GIVEN PROBLEM » Locate each line of the material below that contains the word "vegetable", and copy those lines out.

Excerpts from point annotation data »
[Begin]

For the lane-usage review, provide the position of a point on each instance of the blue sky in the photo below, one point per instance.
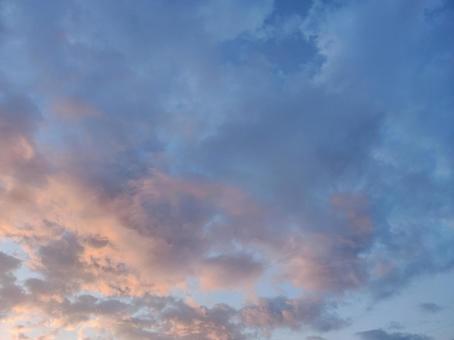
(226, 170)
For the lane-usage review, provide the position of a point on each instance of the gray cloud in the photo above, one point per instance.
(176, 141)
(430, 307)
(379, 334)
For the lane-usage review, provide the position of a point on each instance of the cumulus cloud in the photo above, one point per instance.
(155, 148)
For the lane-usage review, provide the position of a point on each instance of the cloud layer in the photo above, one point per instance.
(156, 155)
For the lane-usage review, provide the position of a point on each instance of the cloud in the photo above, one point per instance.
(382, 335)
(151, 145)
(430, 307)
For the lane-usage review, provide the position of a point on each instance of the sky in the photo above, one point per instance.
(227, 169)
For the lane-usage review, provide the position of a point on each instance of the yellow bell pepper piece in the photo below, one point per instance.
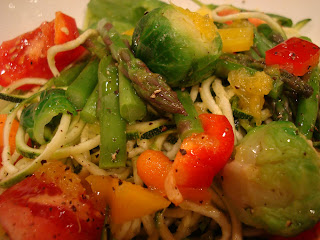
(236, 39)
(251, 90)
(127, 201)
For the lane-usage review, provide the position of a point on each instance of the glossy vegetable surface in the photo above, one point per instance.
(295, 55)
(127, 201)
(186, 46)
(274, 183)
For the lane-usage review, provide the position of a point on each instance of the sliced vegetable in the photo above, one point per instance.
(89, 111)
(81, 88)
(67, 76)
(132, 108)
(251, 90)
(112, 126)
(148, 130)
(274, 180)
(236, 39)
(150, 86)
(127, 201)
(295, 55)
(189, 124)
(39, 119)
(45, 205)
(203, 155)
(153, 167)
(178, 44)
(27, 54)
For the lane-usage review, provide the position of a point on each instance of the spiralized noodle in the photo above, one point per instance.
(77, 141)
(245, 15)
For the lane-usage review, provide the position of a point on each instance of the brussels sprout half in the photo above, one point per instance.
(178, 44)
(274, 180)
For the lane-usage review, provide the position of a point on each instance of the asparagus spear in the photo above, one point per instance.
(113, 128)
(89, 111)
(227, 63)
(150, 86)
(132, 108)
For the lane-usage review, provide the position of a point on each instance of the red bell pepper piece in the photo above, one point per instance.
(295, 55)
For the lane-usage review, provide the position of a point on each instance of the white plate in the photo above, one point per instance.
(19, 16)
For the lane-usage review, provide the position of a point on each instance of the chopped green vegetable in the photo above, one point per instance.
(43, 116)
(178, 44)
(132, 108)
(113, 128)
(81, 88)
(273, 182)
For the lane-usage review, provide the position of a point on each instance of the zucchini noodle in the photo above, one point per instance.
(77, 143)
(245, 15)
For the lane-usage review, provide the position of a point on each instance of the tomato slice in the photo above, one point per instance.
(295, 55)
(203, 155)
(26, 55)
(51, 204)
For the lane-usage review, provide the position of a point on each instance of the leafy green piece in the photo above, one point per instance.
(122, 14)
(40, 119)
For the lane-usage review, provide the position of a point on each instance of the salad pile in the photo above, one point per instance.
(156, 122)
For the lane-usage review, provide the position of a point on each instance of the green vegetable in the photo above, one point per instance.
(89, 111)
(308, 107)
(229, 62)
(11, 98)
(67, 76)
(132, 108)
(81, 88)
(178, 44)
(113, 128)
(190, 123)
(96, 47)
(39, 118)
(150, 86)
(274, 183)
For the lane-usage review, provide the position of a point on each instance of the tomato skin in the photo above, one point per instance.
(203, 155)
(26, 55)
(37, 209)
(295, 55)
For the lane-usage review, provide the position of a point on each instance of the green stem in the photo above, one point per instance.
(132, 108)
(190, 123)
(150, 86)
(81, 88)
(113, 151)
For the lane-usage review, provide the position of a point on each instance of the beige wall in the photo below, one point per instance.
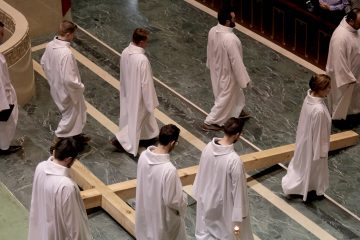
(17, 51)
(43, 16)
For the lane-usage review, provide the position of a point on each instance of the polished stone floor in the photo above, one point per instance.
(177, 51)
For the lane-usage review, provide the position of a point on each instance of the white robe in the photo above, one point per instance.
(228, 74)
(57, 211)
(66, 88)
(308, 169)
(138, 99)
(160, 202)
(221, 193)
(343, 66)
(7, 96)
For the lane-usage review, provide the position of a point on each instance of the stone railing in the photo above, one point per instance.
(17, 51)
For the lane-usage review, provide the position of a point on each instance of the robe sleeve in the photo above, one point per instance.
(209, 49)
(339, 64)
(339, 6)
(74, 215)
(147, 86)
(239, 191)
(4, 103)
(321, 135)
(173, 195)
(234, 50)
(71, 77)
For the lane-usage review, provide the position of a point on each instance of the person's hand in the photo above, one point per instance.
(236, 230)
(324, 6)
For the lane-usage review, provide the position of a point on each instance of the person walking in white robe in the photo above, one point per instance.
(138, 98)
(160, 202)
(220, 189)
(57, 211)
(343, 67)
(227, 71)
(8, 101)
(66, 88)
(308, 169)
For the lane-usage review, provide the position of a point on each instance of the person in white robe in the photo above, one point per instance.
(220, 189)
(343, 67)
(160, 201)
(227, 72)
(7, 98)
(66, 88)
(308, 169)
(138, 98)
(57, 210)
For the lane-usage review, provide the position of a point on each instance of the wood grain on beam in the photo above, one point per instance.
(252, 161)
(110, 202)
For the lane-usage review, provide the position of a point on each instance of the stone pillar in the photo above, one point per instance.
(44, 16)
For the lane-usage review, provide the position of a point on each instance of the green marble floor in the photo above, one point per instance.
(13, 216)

[End]
[Begin]

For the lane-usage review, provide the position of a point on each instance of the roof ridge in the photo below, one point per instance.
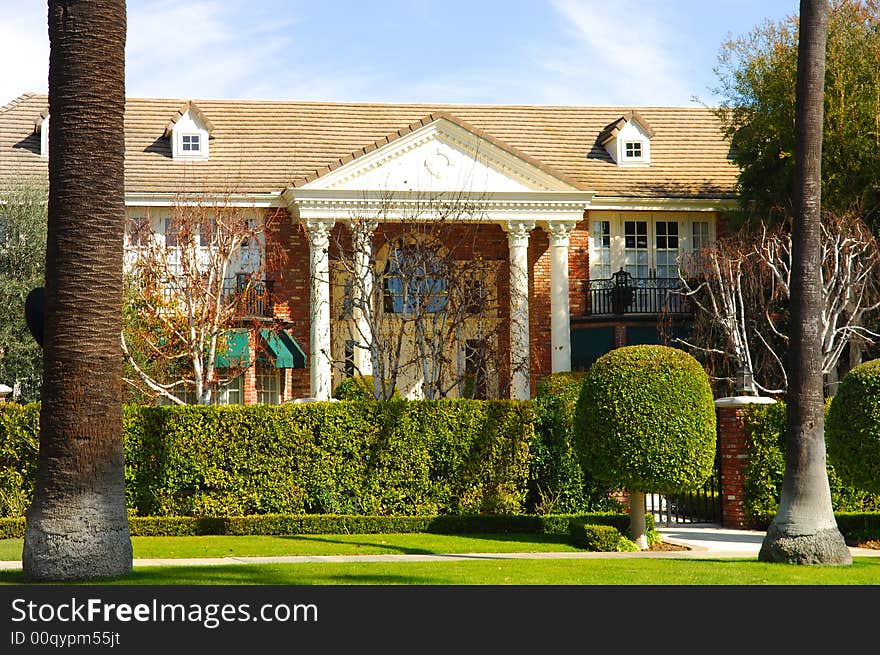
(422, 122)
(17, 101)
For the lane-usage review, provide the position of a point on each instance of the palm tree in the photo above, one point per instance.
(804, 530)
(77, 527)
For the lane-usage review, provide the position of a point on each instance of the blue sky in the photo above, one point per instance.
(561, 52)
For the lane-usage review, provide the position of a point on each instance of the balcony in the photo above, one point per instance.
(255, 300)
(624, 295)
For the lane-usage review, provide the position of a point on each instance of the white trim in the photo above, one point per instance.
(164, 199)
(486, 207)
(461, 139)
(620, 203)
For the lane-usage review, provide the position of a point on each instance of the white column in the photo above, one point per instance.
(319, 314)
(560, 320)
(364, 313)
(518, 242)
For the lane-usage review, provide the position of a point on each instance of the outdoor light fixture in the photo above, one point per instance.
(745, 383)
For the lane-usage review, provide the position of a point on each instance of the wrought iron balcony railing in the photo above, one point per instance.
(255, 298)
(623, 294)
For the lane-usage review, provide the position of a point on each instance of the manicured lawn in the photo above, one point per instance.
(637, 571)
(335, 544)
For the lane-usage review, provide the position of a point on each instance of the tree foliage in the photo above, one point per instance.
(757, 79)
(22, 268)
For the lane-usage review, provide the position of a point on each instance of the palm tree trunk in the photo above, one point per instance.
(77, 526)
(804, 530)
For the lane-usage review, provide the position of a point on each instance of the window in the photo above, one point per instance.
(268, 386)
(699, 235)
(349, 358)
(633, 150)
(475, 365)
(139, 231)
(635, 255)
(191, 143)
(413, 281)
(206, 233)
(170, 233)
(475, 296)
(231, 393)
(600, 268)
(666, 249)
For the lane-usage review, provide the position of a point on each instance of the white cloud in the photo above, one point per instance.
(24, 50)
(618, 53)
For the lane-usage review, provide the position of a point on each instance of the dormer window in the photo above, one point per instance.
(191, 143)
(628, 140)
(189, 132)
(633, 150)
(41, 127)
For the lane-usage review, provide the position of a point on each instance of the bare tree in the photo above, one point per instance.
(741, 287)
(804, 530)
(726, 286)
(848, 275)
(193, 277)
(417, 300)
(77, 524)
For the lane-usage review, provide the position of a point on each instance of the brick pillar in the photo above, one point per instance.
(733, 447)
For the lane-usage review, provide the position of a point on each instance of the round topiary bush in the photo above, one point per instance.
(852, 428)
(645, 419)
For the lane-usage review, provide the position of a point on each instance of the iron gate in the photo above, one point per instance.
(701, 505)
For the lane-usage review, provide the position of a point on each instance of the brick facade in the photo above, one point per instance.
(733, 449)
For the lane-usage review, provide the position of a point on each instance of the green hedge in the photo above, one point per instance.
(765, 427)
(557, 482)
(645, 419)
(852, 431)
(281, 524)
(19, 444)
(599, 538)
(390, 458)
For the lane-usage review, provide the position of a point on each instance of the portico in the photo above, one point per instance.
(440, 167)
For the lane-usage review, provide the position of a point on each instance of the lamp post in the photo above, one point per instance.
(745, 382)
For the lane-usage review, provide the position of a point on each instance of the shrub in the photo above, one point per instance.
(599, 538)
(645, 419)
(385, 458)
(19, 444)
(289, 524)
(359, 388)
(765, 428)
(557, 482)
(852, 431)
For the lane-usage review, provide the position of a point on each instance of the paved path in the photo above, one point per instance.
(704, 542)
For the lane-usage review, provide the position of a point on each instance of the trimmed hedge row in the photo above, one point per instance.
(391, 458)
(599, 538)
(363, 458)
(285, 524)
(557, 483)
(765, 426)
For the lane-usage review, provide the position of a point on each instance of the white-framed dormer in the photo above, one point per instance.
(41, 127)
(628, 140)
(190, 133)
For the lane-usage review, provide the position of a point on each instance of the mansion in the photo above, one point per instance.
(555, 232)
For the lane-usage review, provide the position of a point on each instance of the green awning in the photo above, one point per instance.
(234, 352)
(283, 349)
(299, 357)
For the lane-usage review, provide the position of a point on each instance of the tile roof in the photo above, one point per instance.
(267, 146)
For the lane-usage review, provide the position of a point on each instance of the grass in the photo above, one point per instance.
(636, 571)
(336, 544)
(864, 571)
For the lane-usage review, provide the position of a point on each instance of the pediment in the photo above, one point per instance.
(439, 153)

[End]
[Begin]

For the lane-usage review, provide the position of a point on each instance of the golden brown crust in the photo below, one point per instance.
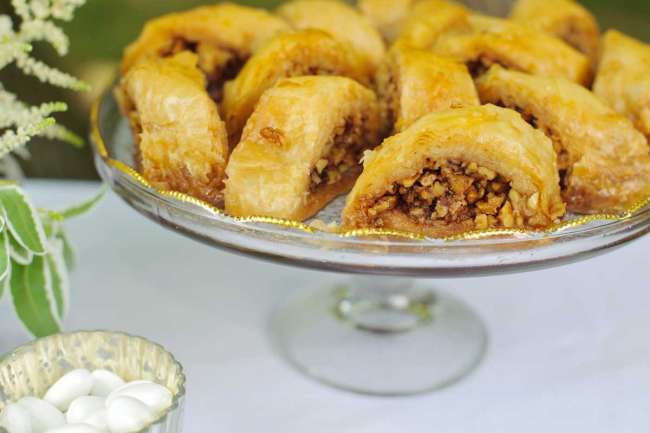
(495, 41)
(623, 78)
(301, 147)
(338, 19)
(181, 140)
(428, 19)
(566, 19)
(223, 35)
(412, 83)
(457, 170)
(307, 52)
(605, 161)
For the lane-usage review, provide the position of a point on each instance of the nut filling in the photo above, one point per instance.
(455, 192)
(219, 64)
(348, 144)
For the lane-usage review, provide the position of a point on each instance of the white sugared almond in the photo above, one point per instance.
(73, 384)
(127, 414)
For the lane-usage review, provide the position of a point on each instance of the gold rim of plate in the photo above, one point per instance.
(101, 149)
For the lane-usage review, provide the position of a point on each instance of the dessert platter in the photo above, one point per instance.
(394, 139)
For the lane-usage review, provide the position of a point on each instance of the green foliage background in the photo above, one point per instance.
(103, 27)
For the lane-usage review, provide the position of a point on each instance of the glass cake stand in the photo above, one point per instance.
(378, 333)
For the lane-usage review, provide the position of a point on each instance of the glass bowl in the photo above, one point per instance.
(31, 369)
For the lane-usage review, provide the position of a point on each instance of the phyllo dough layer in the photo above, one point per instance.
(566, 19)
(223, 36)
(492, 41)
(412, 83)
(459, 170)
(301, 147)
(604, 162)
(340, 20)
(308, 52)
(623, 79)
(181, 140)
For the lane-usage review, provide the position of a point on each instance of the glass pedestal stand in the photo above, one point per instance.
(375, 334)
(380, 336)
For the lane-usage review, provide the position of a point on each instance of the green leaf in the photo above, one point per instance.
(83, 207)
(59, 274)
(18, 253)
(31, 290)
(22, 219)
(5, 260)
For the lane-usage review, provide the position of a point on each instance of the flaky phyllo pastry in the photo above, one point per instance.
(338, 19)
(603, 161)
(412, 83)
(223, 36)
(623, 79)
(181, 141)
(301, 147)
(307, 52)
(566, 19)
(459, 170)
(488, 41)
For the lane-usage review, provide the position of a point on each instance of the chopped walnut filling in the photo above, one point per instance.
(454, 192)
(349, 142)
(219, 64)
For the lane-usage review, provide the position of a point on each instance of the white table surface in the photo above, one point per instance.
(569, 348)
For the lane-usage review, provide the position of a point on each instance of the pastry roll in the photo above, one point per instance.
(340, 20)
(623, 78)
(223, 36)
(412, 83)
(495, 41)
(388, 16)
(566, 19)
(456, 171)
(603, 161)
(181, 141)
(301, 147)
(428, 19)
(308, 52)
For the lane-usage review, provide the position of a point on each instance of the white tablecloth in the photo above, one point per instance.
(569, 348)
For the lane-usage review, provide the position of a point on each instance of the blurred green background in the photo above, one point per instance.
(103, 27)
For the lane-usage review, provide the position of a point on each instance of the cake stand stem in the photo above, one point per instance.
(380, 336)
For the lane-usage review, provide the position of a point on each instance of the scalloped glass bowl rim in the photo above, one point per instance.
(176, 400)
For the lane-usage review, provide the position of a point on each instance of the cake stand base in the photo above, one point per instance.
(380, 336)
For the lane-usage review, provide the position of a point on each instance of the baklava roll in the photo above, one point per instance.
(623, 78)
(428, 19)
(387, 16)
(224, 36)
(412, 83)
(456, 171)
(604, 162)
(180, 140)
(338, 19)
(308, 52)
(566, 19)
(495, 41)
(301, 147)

[End]

CORRECT ANSWER »
For the lane-usage review, provide the position of a point on each instance of the glossy vegetable surface in the photo above, one point per instance.
For the lane-usage review, provide the position of a point on each instance of the sliced vegetable in the photo above, one point per instance.
For the lane-usage review, provide the position of a point on each instance of the chopped green vegetable in the photo above, one point per instance.
For the lane-usage review, provide the position of a point on each instance of the green vegetable in the photo above, one point per instance.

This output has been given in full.